**Things to do**
[A] Rewrite the post about Staff Sergeant Raymond Plouhar, starting at "Plouhar is described" and ending at "than the other.", with "yellow magnets" changed to "bumper stickers".
[B] In the post about Staff Sergeant Raymond Plouhar, in what year did he first enlist in the Marines?

**Reading text**
-- BEGIN --
Friday, June 30, 2006

Via DarkSyde:
    If you saw Fahrenheit 9-11, you might remember a scene with a pair of Marine recruiters filmed in a Michigan Mall. One of those featured was Staff Sergeant Raymond Plouhar. This individual allowed Michael Moore to film him (?-DS) at work even though he knew that Moore opposed the war. Obviously he was proud of his work, or he surely would not have granted permission.

    Plouhar is described by those that know him as one hell of a guy. Indeed, despite his short brush with fame, what a lot of people don't know is that Staff Sergeant Plouhar originally enlisted in the Marines in 1995, but took a four year hiatus after donating a kidney to his uncle, saving his uncle's life in the process.

    Whatever our views on the wisdom of the war, or lack thereof, we must recognize that there are two distinctly different kinds of war supporters: Those that put yellow magnets on their car, and those that report to the recruiter station to put themselves in harm's way. Both may genuinely believe in the military action in Iraq, but one deserves far more respect, imo, than the other.

    Staff Sergeant Plouhar was one of those. Not long after Fahrenheit 9-11 was finished, he shipped out to Iraq himself where he served with distinction in Anbar Province--one of the most dangerous regions in Iraq. Last Monday, Staff Sergeant Plouhar was killed in action. He was thirty-years old and had 38 days left in his deployment.
-- END --
**Records**
-- BEGIN --
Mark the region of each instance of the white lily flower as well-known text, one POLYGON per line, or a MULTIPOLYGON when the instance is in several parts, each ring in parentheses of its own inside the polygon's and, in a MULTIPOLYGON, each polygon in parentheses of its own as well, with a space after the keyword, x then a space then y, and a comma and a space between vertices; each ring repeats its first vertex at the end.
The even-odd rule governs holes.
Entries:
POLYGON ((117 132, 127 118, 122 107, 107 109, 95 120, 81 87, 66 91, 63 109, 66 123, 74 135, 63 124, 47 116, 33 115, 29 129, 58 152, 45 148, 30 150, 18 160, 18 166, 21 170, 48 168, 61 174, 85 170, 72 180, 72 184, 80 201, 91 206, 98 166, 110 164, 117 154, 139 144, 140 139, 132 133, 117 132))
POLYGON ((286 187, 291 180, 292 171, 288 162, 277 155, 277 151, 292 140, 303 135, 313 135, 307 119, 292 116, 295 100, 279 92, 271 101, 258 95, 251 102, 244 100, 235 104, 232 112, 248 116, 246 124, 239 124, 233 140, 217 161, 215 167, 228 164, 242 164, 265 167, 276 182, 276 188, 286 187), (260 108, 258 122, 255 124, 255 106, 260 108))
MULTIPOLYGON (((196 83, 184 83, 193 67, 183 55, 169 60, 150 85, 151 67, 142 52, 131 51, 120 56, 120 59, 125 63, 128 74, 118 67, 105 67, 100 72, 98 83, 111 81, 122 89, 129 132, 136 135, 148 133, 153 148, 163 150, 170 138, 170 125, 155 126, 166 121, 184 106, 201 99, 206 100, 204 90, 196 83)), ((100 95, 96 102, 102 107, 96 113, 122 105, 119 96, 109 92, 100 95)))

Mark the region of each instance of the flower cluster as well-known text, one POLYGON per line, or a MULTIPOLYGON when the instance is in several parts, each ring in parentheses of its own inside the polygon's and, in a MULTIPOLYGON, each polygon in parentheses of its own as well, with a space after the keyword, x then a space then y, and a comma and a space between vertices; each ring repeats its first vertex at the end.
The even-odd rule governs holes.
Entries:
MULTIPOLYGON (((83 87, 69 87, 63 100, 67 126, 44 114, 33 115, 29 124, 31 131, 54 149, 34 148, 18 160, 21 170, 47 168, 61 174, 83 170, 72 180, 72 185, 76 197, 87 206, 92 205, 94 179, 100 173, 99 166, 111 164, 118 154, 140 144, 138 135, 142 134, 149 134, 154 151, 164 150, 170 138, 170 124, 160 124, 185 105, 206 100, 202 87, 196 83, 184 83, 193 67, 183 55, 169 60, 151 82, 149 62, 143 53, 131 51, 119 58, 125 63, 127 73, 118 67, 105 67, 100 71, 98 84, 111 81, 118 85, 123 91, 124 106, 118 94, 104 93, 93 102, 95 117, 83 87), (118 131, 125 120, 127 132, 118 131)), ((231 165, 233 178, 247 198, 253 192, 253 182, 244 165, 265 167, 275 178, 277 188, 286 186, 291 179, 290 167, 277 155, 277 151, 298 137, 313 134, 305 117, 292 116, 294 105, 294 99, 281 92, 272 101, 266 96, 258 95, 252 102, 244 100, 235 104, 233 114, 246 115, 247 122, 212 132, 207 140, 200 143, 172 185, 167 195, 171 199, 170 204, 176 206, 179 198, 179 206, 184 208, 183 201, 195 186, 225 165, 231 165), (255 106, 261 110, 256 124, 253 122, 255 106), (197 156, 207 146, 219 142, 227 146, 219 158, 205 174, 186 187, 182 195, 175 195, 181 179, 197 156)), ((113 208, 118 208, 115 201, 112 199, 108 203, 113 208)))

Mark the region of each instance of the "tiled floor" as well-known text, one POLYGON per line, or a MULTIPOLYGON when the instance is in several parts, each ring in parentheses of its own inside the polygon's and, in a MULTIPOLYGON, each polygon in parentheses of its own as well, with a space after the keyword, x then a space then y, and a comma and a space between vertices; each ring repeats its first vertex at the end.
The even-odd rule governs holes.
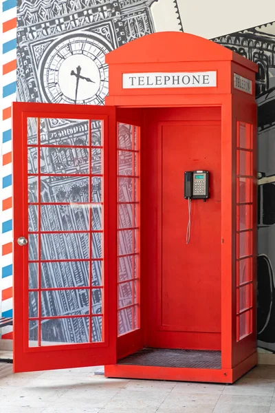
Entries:
POLYGON ((104 379, 95 370, 13 374, 0 364, 0 413, 275 413, 275 366, 232 385, 104 379))

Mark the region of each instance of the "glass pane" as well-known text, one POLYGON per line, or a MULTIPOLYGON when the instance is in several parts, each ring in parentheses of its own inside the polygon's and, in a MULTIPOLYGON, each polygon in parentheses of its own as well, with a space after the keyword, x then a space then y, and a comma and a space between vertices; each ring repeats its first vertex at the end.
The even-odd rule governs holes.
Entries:
POLYGON ((37 145, 37 118, 28 118, 28 144, 37 145))
POLYGON ((237 202, 251 202, 252 178, 240 178, 237 179, 237 202), (239 185, 238 185, 239 183, 239 185))
POLYGON ((29 205, 28 206, 28 215, 29 215, 29 231, 37 231, 37 205, 29 205))
POLYGON ((138 230, 120 230, 118 231, 118 254, 125 255, 137 252, 138 230))
POLYGON ((41 291, 42 317, 81 315, 89 313, 89 290, 41 291))
POLYGON ((239 240, 239 256, 237 258, 241 258, 250 255, 250 231, 245 231, 237 234, 239 240))
POLYGON ((87 146, 88 135, 88 120, 52 118, 40 120, 41 145, 87 146))
POLYGON ((86 148, 45 147, 41 149, 41 173, 89 173, 86 148))
POLYGON ((118 147, 122 149, 133 149, 133 126, 118 123, 118 147))
POLYGON ((102 178, 95 176, 91 178, 91 202, 102 202, 102 178))
POLYGON ((96 233, 91 234, 91 257, 102 258, 102 234, 101 233, 96 233))
POLYGON ((118 335, 133 330, 133 309, 131 307, 118 311, 118 335))
POLYGON ((94 343, 102 341, 102 317, 91 317, 91 328, 92 338, 91 341, 94 343))
POLYGON ((38 202, 37 184, 38 178, 36 176, 28 177, 28 198, 29 202, 38 202))
POLYGON ((239 134, 240 134, 240 143, 239 146, 241 148, 250 149, 249 142, 247 142, 246 139, 246 125, 245 123, 239 123, 239 134))
POLYGON ((44 176, 41 180, 42 202, 89 202, 89 178, 44 176))
POLYGON ((41 234, 41 260, 78 260, 89 257, 88 233, 41 234))
POLYGON ((38 288, 38 263, 29 262, 29 288, 38 288))
POLYGON ((102 262, 91 262, 91 285, 94 286, 100 286, 102 285, 102 262))
POLYGON ((137 175, 137 153, 118 151, 118 175, 137 175))
POLYGON ((122 308, 133 304, 133 282, 124 282, 118 286, 118 308, 122 308))
POLYGON ((91 206, 91 229, 100 231, 102 229, 102 211, 101 205, 92 205, 91 206))
POLYGON ((133 202, 138 200, 137 178, 118 178, 118 201, 133 202))
POLYGON ((92 314, 102 314, 102 290, 101 288, 92 290, 91 297, 92 314))
POLYGON ((134 277, 133 264, 135 263, 135 255, 118 258, 118 280, 125 281, 134 277))
POLYGON ((29 317, 38 317, 38 301, 37 291, 29 293, 29 317))
POLYGON ((250 156, 251 152, 247 151, 239 151, 239 175, 251 176, 250 156))
POLYGON ((37 147, 28 148, 28 173, 37 173, 37 147))
POLYGON ((250 280, 250 260, 251 258, 245 258, 237 262, 239 284, 250 280))
POLYGON ((38 322, 36 320, 29 321, 29 347, 37 347, 38 345, 38 322))
POLYGON ((140 328, 138 324, 138 307, 135 306, 133 308, 133 329, 136 330, 140 328))
POLYGON ((36 261, 38 259, 38 239, 37 234, 29 234, 28 246, 30 261, 36 261))
POLYGON ((102 146, 102 121, 92 120, 91 121, 91 145, 92 146, 102 146))
POLYGON ((136 204, 118 205, 118 228, 133 228, 137 226, 136 204))
POLYGON ((250 311, 240 314, 239 319, 239 339, 243 339, 250 333, 250 311))
POLYGON ((239 311, 243 311, 250 306, 250 284, 240 287, 239 289, 239 311))
POLYGON ((240 205, 236 207, 237 231, 250 229, 250 205, 240 205))
POLYGON ((41 205, 41 231, 89 231, 87 205, 41 205))
POLYGON ((88 342, 88 317, 45 319, 41 322, 41 346, 88 342))
POLYGON ((95 175, 100 175, 102 173, 102 149, 91 149, 91 173, 95 175))
POLYGON ((133 282, 133 301, 135 304, 138 302, 138 281, 133 282))
POLYGON ((42 262, 41 288, 89 286, 89 262, 42 262))

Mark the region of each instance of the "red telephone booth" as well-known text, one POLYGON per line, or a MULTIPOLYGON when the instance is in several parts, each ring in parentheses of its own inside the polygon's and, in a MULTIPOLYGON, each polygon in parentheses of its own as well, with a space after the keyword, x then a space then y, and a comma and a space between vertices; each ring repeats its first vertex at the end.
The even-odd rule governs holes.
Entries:
POLYGON ((14 104, 14 371, 232 383, 257 363, 257 67, 178 32, 106 62, 106 106, 14 104))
-- END --
**Final results**
[A]
Plouhar is described by those that know him as one hell of a guy. Indeed, despite his short brush with fame, what a lot of people don't know is that Staff Sergeant Plouhar originally enlisted in the Marines in 1995, but took a four year hiatus after donating a kidney to his uncle, saving his uncle's life in the process.

    Whatever our views on the wisdom of the war, or lack thereof, we must recognize that there are two distinctly different kinds of war supporters: Those that put bumper stickers on their car, and those that report to the recruiter station to put themselves in harm's way. Both may genuinely believe in the military action in Iraq, but one deserves far more respect, imo, than the other.

[B] 1995